> Task instructions: The answer must be every line of the records below that holds the word "target".

> Input data:
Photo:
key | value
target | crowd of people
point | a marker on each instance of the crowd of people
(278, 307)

* * *

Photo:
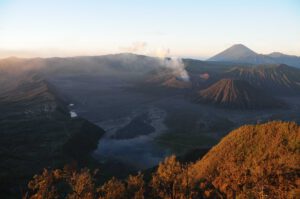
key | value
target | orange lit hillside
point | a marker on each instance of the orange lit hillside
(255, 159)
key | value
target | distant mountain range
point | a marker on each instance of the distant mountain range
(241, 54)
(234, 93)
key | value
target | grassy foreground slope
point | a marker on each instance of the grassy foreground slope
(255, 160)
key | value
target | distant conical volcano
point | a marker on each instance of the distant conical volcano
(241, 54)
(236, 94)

> Exercise response:
target | crowd of people
target | orange lit hillside
target | distant mountain range
target | grassy foreground slope
target | distant conical volcano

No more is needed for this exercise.